Tugas latihan ini »
- a) Ketik ulang sebagian berita tentang vonis rohaniawan di Mojowarno tanpa mengubah satu kata pun. Mulailah pada kata-kata "Jombang, 7 Juni" dan berhentilah sesudah kata-kata "sakit yang dideritanya.".
- b) Lanjutkan berita tentang kasus kekerasan seksual di Mojowarno dari kalimat sesudah kalimat terakhirnya.

Teks yang diberikan »

□ □ □ □

Vonis
8 Tahun Rohaniawan Pelaku Kekerasan Seksual
di Mojowarno ;
(Belum Berorientasi pada dampak korban )
Jombang, 7 Juni 2021
Masih segar
diingatan kasus perkosaan dengan modus penyembuhan melalui ritual do`a yang
dilakukan oleh seorang jemaat Persekutuan Do`a (PD) Efrata Mojowaro Jombang
yakni Hendra Prasetyo Nugroho (39) kepada
anak perempuan berusia
14 tahun. Pelaku memperkosa korban sejak korban berusia 12 tahun dan pertama
kali dilakukan pada 10 Agustus 2019 sampai dengan terakhir pada 6 Oktober 2021.
Pelaku
memanfaatkan keluguan dan ketidakberdayaan korban yang hanya ingin sembuh dari sakit yang dideritanya.
Sementara atas dasar ketaatan terhadap
pelaku yang notabanenya adalah tokoh agama,
orang tua korban tak pernah menaruh curiga. Sampai kemudian korban menyadari bahwa yang
dilakukan pelaku adalah memperkosanya, ia tidak kuat, merasa berdosa dan
bersalah, korban yang masih berusia
anak sempat melakukan percobaan bunuh diri dan terus menyalahkan diri sendiri.
Orang tua korban yang melihat perubahan sikap korban, merasa sedih dan pelan-pelan
meminta korban untuk menceritakan apa yang sebenarnya terjadi.

□ □ □ □

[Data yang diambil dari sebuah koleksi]
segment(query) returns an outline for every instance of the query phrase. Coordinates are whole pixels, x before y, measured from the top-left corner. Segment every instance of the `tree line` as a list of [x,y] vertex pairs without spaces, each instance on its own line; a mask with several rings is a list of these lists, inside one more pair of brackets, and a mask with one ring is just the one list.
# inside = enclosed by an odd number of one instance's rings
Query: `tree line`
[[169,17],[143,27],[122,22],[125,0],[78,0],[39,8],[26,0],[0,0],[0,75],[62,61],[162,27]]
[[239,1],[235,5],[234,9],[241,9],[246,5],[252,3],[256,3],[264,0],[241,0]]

□ □ □ □

Jawaban di bawah »
- a)
Jombang, 7 Juni 2021
Masih segar
diingatan kasus perkosaan dengan modus penyembuhan melalui ritual do`a yang
dilakukan oleh seorang jemaat Persekutuan Do`a (PD) Efrata Mojowaro Jombang
yakni Hendra Prasetyo Nugroho (39) kepada
anak perempuan berusia
14 tahun. Pelaku memperkosa korban sejak korban berusia 12 tahun dan pertama
kali dilakukan pada 10 Agustus 2019 sampai dengan terakhir pada 6 Oktober 2021.
Pelaku
memanfaatkan keluguan dan ketidakberdayaan korban yang hanya ingin sembuh dari sakit yang dideritanya.

- b)
Mendengar
pengakuan korban, orang tua korban memutuskan untuk melaporkan pelaku ke Polres
Jombang pada 21 Oktober 2021. Pelaku ditetapkan sebagai tersangka dan dijerat
dengan Pasal 81 Ayat (2) Undang-Undang Perlindungan Anak. Satu bulan kemudian
pelaku berhasil ditangkap.
Dalam persidangan
pada 19 April 2022, atas perbuatan yang telah dilakukan pelaku/terdakwa maka
Jaksa Penuntut Umum (JPU) mengajukan Tuntutan 13 tahun pidana penjara, denda Rp
100.000.000,- (seratus juta rupiah) subsidair 6 (enam) bulan. Setelah
persidangan dengan agenda pleidoi, Sidang pembacaan Putusan sempat ditunda
sebanyak dua kali oleh Hakim karena Majelis Hakim belum siap. Hingga pada 6
Juni 2022 Majelis Hakim menjatuhkan Putusan 8 tahun 8 bulan pidana penjara,
denda Rp 100.000.000,- (seratus juta) subsidair 4 bulan.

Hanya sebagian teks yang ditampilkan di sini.